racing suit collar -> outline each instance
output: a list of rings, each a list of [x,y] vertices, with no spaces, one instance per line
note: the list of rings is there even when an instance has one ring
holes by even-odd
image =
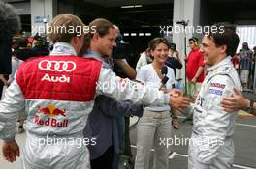
[[[83,54],[83,57],[84,58],[93,58],[93,59],[96,59],[100,62],[103,63],[103,68],[107,68],[107,69],[110,69],[110,65],[105,62],[105,60],[103,59],[103,57],[101,57],[101,55],[95,51],[93,51],[92,49],[88,49],[84,54]]]
[[[216,65],[213,65],[211,67],[208,67],[207,68],[207,71],[208,73],[213,72],[215,70],[217,70],[219,68],[223,68],[224,65],[228,65],[231,63],[231,56],[227,56],[225,57],[225,59],[223,59],[221,62],[217,63]]]
[[[58,42],[54,43],[53,50],[50,52],[50,55],[61,55],[61,56],[75,55],[76,56],[77,52],[70,43],[64,42]]]

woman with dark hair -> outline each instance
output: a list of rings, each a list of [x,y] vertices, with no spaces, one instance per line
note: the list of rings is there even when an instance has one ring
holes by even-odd
[[[154,57],[151,64],[143,66],[137,80],[154,88],[168,92],[175,83],[174,70],[166,67],[170,44],[164,38],[155,38],[148,43],[150,54]],[[165,68],[165,69],[163,69]],[[163,72],[163,70],[165,72]],[[168,79],[166,84],[163,79]],[[171,137],[172,112],[170,106],[146,106],[137,127],[137,155],[135,168],[148,169],[151,148],[154,147],[154,169],[168,168],[169,149],[159,144],[161,139]],[[174,125],[178,125],[176,116]]]

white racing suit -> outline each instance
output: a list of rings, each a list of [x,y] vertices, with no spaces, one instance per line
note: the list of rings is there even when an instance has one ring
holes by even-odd
[[[223,97],[233,95],[233,88],[241,89],[231,57],[208,69],[196,102],[189,107],[193,113],[192,136],[188,149],[189,169],[232,168],[234,147],[232,136],[237,112],[223,110]]]
[[[76,52],[68,43],[54,44],[51,55],[58,56],[24,62],[0,102],[3,140],[15,139],[18,113],[23,109],[28,113],[21,155],[24,169],[90,168],[86,145],[97,140],[83,138],[82,130],[95,95],[142,104],[169,102],[168,95],[122,80],[99,61],[71,56]]]

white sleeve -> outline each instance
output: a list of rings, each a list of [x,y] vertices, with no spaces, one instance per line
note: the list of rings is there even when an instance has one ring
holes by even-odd
[[[18,114],[24,111],[25,100],[19,85],[15,79],[7,88],[0,102],[0,138],[7,141],[15,139]]]
[[[144,65],[147,65],[147,62],[146,62],[146,56],[145,56],[145,53],[142,53],[138,62],[137,62],[137,65],[136,65],[136,71],[138,72],[140,70],[140,69],[144,66]]]
[[[108,69],[102,68],[96,93],[114,98],[116,100],[130,100],[143,105],[163,105],[169,103],[169,94],[158,89],[122,79]]]

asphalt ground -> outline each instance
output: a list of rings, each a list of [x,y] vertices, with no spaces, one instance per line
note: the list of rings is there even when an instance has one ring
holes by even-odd
[[[172,138],[189,138],[191,134],[191,122],[183,123],[182,118],[179,119],[180,128],[172,130]],[[136,127],[131,128],[131,145],[132,153],[136,155]],[[178,142],[177,142],[178,143]],[[235,144],[235,160],[234,169],[256,169],[256,117],[247,113],[240,112],[240,116],[236,123],[234,134]],[[188,145],[171,146],[169,156],[170,169],[186,169],[187,168],[187,149]],[[153,166],[153,149],[151,151],[150,166]]]

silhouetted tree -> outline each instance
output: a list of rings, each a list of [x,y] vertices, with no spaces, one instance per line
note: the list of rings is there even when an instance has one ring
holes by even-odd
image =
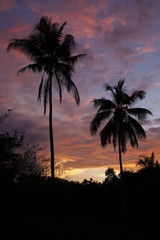
[[[34,32],[28,38],[12,39],[8,45],[11,49],[24,53],[33,63],[20,69],[18,73],[31,70],[42,73],[38,91],[38,100],[43,96],[44,114],[49,101],[49,135],[51,151],[51,176],[54,179],[54,141],[52,127],[52,87],[58,86],[60,103],[62,102],[62,88],[66,87],[72,92],[76,104],[79,105],[78,90],[72,81],[75,63],[85,54],[72,55],[76,43],[72,35],[64,35],[63,29],[66,22],[59,26],[52,23],[51,18],[42,17],[35,26]],[[54,84],[53,84],[54,81]]]
[[[38,146],[23,147],[24,132],[0,133],[0,177],[4,181],[17,181],[28,175],[42,176],[46,173],[46,159],[39,154]],[[23,148],[22,148],[23,147]]]
[[[105,183],[111,183],[113,180],[117,179],[114,169],[110,167],[105,171],[105,176]]]
[[[155,161],[154,151],[152,152],[151,156],[140,156],[137,166],[140,165],[142,168],[154,168],[158,166],[158,161]]]
[[[145,130],[141,124],[132,116],[137,117],[138,120],[143,120],[148,114],[152,113],[145,108],[132,108],[132,105],[137,100],[142,100],[145,97],[145,91],[134,91],[130,96],[127,94],[126,88],[123,86],[125,80],[119,80],[118,84],[111,87],[109,84],[104,84],[104,88],[111,92],[112,100],[100,98],[94,99],[94,107],[98,107],[98,111],[90,124],[91,135],[96,134],[102,122],[108,120],[102,131],[100,132],[100,139],[102,147],[113,143],[114,149],[118,145],[119,164],[121,175],[121,197],[123,205],[124,221],[127,221],[127,210],[125,201],[125,186],[123,180],[122,167],[122,152],[127,151],[127,141],[130,141],[132,147],[138,148],[138,139],[145,139]]]
[[[96,134],[101,123],[108,120],[105,127],[100,132],[102,147],[113,143],[114,149],[118,145],[120,173],[122,175],[122,152],[125,153],[127,141],[130,141],[132,147],[138,148],[138,139],[145,139],[145,130],[138,120],[143,120],[148,114],[152,113],[145,108],[132,108],[137,100],[145,97],[145,91],[134,91],[130,96],[127,94],[126,88],[123,86],[125,80],[119,80],[117,86],[111,87],[104,84],[104,88],[111,92],[112,101],[105,98],[94,99],[94,107],[99,108],[95,117],[90,124],[91,135]]]

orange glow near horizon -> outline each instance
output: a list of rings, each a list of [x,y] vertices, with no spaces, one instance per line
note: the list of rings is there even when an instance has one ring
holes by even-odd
-- -- --
*JOB*:
Can you retype every one of the records above character for character, leaving out the pictures?

*SOLUTION*:
racing suit collar -> outline each instance
output: a list of rings, each a list of [x,y] vertices, with no spaces, one instance per line
note: the list of rings is there even when an instance has one ring
holes by even-odd
image =
[[[83,54],[83,57],[84,58],[93,58],[93,59],[96,59],[100,62],[103,63],[103,68],[107,68],[107,69],[110,69],[110,65],[105,62],[105,60],[103,59],[103,57],[101,57],[101,55],[95,51],[93,51],[92,49],[88,49],[84,54]]]
[[[216,65],[213,65],[211,67],[208,67],[207,68],[207,71],[208,73],[213,72],[215,70],[217,70],[219,68],[223,68],[224,65],[228,65],[231,63],[231,56],[227,56],[225,57],[225,59],[223,59],[221,62],[217,63]]]
[[[58,42],[54,43],[53,50],[50,52],[50,55],[61,55],[61,56],[75,55],[76,56],[77,52],[70,43],[64,42]]]

woman with dark hair -> outline each instance
output: a list of rings, each a list of [x,y] vertices, with no spaces, one instance per line
note: the list of rings is there even when an instance has one ring
holes by even-odd
[[[154,57],[151,64],[143,66],[137,80],[154,88],[168,92],[175,83],[174,70],[166,67],[170,44],[164,38],[155,38],[148,43],[150,54]],[[165,68],[165,69],[163,69]],[[163,72],[163,70],[165,72]],[[168,79],[166,84],[163,79]],[[171,137],[172,112],[170,106],[146,106],[137,127],[137,155],[135,168],[148,169],[151,148],[154,147],[154,169],[168,168],[169,149],[159,144],[161,139]],[[174,125],[178,125],[176,116]]]

white racing suit -> outline each instance
output: a list of rings, each a list of [x,y] vertices, with no spaces, one instance per line
note: the list of rings is there even when an instance has one ring
holes by even-odd
[[[223,97],[233,95],[233,88],[241,89],[231,57],[208,69],[196,102],[189,107],[193,113],[192,136],[188,149],[189,169],[232,168],[234,147],[232,136],[237,112],[223,110]]]
[[[76,52],[68,43],[54,44],[51,55],[58,56],[24,62],[0,102],[3,140],[15,139],[18,113],[23,109],[28,113],[21,155],[24,169],[90,168],[86,145],[97,140],[83,138],[82,130],[95,95],[142,104],[169,102],[168,95],[122,80],[99,61],[71,56]]]

white sleeve -> outline each instance
output: a list of rings, each a list of [x,y] vertices, with no spaces, one instance per line
note: the list of rings is there even when an instance has one ring
holes by even-odd
[[[18,114],[24,111],[25,100],[19,85],[15,79],[7,88],[0,102],[0,138],[7,141],[15,139]]]
[[[144,65],[147,65],[147,62],[146,62],[146,56],[145,56],[145,53],[142,53],[138,62],[137,62],[137,65],[136,65],[136,71],[138,72],[140,70],[140,69],[144,66]]]
[[[108,69],[102,68],[96,93],[114,98],[116,100],[130,100],[143,105],[163,105],[169,103],[169,94],[158,89],[122,79]]]

asphalt ground -> outline each instance
output: a list of rings, each a list of [x,y] vertices, with no spaces, one instance per line
note: the list of rings is there even when an instance has one ring
holes by even-odd
[[[172,138],[189,138],[191,134],[191,122],[183,123],[182,118],[179,119],[180,128],[172,130]],[[136,127],[131,128],[131,145],[132,153],[136,155]],[[178,142],[177,142],[178,143]],[[235,144],[235,160],[234,169],[256,169],[256,117],[247,113],[240,112],[240,116],[236,123],[234,134]],[[188,145],[171,146],[169,156],[170,169],[186,169],[187,168],[187,149]],[[153,166],[153,149],[151,151],[150,166]]]

silhouetted tree -> outline each instance
output: a list of rings, each a list of [x,y] vertices, with no spaces, one instance per line
note: the list of rings is there even when an instance has one ring
holes by even-odd
image =
[[[34,32],[28,38],[12,39],[8,45],[11,49],[24,53],[33,63],[20,69],[18,73],[31,70],[42,73],[38,91],[38,100],[43,96],[44,114],[49,101],[49,135],[51,151],[51,176],[54,179],[54,141],[52,127],[52,87],[58,86],[60,103],[62,102],[62,88],[66,87],[72,92],[76,104],[79,105],[78,90],[72,81],[75,63],[85,54],[72,55],[76,43],[72,35],[64,35],[63,29],[66,22],[59,26],[52,23],[51,18],[42,17],[35,26]],[[54,84],[53,84],[54,81]]]
[[[38,146],[23,147],[24,132],[0,133],[0,177],[4,181],[17,181],[28,175],[42,176],[46,173],[46,159],[39,154]],[[23,148],[22,148],[23,147]]]
[[[105,183],[111,183],[113,180],[117,179],[114,169],[110,167],[105,171],[105,176]]]
[[[155,161],[154,151],[152,152],[151,156],[140,156],[137,166],[140,165],[142,168],[154,168],[158,166],[158,161]]]
[[[145,130],[141,124],[132,116],[137,117],[138,120],[143,120],[148,114],[152,113],[145,108],[132,108],[132,105],[137,100],[142,100],[145,97],[145,91],[134,91],[130,96],[127,94],[126,88],[123,86],[125,80],[119,80],[118,84],[111,87],[109,84],[104,84],[104,88],[111,92],[112,100],[100,98],[94,99],[94,107],[98,107],[98,111],[90,124],[91,135],[96,134],[102,122],[108,120],[102,131],[100,132],[100,139],[102,147],[113,143],[114,149],[118,145],[119,164],[121,175],[121,197],[123,205],[124,221],[127,221],[127,210],[125,201],[125,186],[123,180],[122,167],[122,152],[127,151],[127,141],[130,141],[132,147],[138,148],[138,139],[145,139]]]
[[[96,134],[101,123],[108,120],[105,127],[100,132],[102,147],[113,143],[114,149],[118,145],[120,173],[122,175],[122,152],[125,153],[127,141],[130,141],[132,147],[138,148],[138,139],[145,139],[145,130],[138,120],[143,120],[148,114],[152,113],[145,108],[132,108],[137,100],[145,97],[145,91],[134,91],[130,96],[127,94],[126,88],[123,86],[125,80],[119,80],[117,86],[111,87],[104,84],[104,88],[111,92],[112,101],[105,98],[94,99],[94,107],[99,108],[95,117],[90,124],[91,135]]]

orange glow near horizon -> outline each instance
output: a list of rings, each a list of [x,y] vertices, with no spaces, one instance per line
note: the list of rings is there even when an instance has one ring
holes by even-odd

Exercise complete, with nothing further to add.